Le succès retentissant de la première édition avait déjà révélé l'ampleur de la soif d'information du public, particulièrement la jeunesse. L'édition 2025, marquée par une affluence accrue, s'est positionnée comme une réponse concrète à ces attentes, offrant un cadre unique de dialogue, de sensibilisation et d'expression artistique.
Un plaidoyer tenace face au silence de l’État

D’entrée de jeu, la Directrice Pays de Housing Works, Dr Eva Marly STEIDE, a posé les termes du combat. Après avoir chaleureusement salué l’assistance, elle a rappelé les efforts de plaidoyer stratégique déployés par l’institution pour assurer la continuité de ses actions en dépit du gel des financements.
« Housing Works déploie des réponses nationales multiples : un fonds de soutien aux PVVIH, des programmes de prévention et des actions de sensibilisation », a-t-elle déclaré.
Poursuivant sur une note de ferme détermination, elle a ajouté : « Néanmoins, nous demeurons dans l’attente d’une réponse structurelle de l’État. Pendant ce temps, notre combat se poursuit sans relâche, car nous militons pour le respect absolu des droits et la dignité des Personnes Vivant avec le VIH. Cette mobilisation d’aujourd’hui incarne précisément cette persévérance, où chacun puisse repartir mieux informer, mieux outillé et plus conscient des méthodes de prévention accessibles, notamment la Prophylaxie pré-exposition (PrEP) et la Prophylaxie post-exposition (PEP), dont l’importance est plus cruciale que jamais ».
La PEP entre urgence médicale et réalités sociales

Au cœur de la programmation, une émission foraine spéciale a été consacrée à la Prophylaxie Post-Exposition (PEP). Animée par Xaviera R. ELIE, cette discussion a réuni sur son plateau des expertises complémentaires, offrant un panorama à la fois technique et humain de cet enjeu de santé publique.
La première séquence a permis de poser les fondements. Dr Maureen LEONARD, Conseillère Clinique Principale à l'ISPD, a détaillé avec précision le protocole d'utilisation de la PEP, ce traitement d'urgence qui doit être initié dans les 72 heures après une exposition potentielle au VIH, en insistant sur son efficacité et son caractère vital. Dans un contraste saisissant, Me Abigaïl DEROLIAN, Responsable de la section VBG de l'organisation féministe « Nègès Mawon », a dressé un tableau des obstacles systémiques. Elle a exposé les dures réalités des survivantes de violences, pour qui l'accès à ce traitement est souvent entravé par la peur, la stigmatisation, la méconnaissance et la dislocation des services de santé due à la crise. Elle a aussi rappelé que la réponse médicale ne peut être dissociée d'un plaidoyer continu pour la justice et l'accès aux droits.
= = = = = = =
SÉRIE D'EXERCICES:
1 - Reproduisez le passage du texte fourni en commençant à « Le succès retentissant » et en terminant à « gel des financements. ».
2 - Relevez toutes les personnes que le texte fourni désigne par leur nom.
= = = = = = =
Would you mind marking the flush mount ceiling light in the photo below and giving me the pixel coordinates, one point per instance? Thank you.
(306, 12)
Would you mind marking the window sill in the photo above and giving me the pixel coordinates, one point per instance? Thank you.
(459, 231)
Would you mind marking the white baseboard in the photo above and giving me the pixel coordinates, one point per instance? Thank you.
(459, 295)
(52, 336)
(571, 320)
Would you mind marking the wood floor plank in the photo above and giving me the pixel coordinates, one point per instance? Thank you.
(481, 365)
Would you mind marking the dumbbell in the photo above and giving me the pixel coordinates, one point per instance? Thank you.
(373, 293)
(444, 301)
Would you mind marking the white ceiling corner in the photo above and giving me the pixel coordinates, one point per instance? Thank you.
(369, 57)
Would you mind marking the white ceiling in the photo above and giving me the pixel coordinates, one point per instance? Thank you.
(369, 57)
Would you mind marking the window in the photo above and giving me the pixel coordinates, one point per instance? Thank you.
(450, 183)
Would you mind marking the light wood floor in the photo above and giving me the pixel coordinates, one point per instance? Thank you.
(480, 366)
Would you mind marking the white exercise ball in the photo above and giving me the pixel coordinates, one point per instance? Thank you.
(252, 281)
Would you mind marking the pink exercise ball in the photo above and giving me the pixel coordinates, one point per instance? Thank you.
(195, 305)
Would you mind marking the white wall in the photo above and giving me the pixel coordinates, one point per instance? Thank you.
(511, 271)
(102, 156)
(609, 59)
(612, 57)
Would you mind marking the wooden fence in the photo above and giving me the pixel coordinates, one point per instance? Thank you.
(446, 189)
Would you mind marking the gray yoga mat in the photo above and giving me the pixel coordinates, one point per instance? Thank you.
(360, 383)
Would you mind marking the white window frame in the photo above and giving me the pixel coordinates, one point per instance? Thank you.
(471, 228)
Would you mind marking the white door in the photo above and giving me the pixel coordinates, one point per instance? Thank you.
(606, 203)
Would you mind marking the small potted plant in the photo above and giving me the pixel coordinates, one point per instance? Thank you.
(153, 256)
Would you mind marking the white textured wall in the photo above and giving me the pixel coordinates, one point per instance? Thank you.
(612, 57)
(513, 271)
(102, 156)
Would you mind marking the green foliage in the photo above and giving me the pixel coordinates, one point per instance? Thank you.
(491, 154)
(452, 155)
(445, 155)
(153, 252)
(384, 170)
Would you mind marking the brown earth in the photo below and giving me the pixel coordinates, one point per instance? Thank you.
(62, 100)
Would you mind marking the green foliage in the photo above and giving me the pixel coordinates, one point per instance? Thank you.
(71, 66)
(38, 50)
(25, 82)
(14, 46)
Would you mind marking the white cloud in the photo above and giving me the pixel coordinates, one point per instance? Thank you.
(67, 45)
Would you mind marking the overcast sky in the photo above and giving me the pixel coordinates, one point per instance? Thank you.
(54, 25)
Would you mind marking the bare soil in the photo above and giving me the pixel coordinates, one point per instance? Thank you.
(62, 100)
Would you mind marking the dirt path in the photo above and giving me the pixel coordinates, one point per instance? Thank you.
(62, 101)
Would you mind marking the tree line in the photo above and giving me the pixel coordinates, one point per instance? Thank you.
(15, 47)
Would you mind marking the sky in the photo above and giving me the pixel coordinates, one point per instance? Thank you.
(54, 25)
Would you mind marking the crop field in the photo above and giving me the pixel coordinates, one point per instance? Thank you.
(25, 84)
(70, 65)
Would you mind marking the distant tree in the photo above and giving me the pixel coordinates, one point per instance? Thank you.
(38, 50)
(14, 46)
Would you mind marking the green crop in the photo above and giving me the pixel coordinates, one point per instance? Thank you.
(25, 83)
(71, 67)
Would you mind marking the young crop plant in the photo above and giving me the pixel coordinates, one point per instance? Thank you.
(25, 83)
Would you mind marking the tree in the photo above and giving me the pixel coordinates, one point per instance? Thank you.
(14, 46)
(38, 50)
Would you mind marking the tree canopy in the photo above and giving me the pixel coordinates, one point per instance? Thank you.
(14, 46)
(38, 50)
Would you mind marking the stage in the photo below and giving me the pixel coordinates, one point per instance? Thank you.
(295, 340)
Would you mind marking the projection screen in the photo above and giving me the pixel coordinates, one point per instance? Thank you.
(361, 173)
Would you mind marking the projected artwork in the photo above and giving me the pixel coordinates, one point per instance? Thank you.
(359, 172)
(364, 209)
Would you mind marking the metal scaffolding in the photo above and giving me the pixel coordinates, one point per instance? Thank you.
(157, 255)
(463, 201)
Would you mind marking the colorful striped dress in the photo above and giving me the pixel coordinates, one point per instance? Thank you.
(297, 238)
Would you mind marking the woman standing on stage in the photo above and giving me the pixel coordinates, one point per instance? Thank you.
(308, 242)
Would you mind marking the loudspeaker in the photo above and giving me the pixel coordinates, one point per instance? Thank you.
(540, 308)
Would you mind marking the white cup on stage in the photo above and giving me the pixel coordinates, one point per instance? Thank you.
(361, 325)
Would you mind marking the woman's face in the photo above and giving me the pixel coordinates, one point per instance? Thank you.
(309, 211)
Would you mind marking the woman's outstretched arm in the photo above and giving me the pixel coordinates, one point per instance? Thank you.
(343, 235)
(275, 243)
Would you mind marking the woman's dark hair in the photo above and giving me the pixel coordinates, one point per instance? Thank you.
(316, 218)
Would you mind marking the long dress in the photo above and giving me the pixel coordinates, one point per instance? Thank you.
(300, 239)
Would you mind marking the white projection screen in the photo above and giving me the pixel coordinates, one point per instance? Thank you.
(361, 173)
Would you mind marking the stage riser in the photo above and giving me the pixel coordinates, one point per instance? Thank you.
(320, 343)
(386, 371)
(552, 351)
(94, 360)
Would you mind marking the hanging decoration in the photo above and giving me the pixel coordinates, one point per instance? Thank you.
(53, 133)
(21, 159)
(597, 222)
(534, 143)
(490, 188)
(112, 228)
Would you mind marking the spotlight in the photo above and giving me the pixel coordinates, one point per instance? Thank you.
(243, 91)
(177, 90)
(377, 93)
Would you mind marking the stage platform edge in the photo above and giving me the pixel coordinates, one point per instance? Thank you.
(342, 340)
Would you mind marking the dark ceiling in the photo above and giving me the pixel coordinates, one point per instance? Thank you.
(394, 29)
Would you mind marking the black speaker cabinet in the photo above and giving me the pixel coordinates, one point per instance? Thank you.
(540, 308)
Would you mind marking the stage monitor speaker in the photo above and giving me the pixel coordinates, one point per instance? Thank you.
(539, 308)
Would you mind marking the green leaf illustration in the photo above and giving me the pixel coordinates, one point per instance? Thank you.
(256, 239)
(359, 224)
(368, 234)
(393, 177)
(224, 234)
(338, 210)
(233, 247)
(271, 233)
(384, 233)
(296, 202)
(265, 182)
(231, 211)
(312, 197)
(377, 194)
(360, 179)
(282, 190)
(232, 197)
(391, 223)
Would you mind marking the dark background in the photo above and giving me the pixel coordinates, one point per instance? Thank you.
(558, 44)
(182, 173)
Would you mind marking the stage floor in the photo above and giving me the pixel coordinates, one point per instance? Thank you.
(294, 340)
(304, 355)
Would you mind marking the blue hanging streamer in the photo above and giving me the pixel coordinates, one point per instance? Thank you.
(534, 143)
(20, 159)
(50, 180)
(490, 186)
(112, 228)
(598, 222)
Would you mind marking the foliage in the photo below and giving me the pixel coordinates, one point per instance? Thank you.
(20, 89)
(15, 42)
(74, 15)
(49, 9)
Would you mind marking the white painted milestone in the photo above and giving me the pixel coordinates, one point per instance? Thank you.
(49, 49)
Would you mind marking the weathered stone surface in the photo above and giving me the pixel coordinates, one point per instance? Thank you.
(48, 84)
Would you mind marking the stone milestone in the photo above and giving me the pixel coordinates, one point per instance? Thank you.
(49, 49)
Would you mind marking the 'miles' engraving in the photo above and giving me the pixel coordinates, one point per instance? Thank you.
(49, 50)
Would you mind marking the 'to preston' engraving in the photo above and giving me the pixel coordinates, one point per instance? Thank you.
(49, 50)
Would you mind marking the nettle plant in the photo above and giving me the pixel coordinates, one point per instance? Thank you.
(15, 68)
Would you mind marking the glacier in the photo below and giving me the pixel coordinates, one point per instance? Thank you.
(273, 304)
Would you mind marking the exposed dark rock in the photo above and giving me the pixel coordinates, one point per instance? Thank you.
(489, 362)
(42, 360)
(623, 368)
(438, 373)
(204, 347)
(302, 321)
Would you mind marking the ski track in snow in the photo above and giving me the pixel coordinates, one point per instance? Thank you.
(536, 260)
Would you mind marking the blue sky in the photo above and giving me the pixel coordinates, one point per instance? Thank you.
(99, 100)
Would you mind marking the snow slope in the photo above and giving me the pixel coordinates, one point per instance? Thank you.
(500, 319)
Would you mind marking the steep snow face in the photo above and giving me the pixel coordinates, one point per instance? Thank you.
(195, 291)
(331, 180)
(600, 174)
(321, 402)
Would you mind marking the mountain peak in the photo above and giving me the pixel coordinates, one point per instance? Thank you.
= = = = = = =
CORRIGÉ DES EXERCICES:
1 -
Le succès retentissant de la première édition avait déjà révélé l'ampleur de la soif d'information du public, particulièrement la jeunesse. L'édition 2025, marquée par une affluence accrue, s'est positionnée comme une réponse concrète à ces attentes, offrant un cadre unique de dialogue, de sensibilisation et d'expression artistique.
Un plaidoyer tenace face au silence de l’État

D’entrée de jeu, la Directrice Pays de Housing Works, Dr Eva Marly STEIDE, a posé les termes du combat. Après avoir chaleureusement salué l’assistance, elle a rappelé les efforts de plaidoyer stratégique déployés par l’institution pour assurer la continuité de ses actions en dépit du gel des financements.

2 - Dr Eva Marly STEIDE ; Xaviera R. ELIE ; Dr Maureen LEONARD ; Me Abigaïl DEROLIAN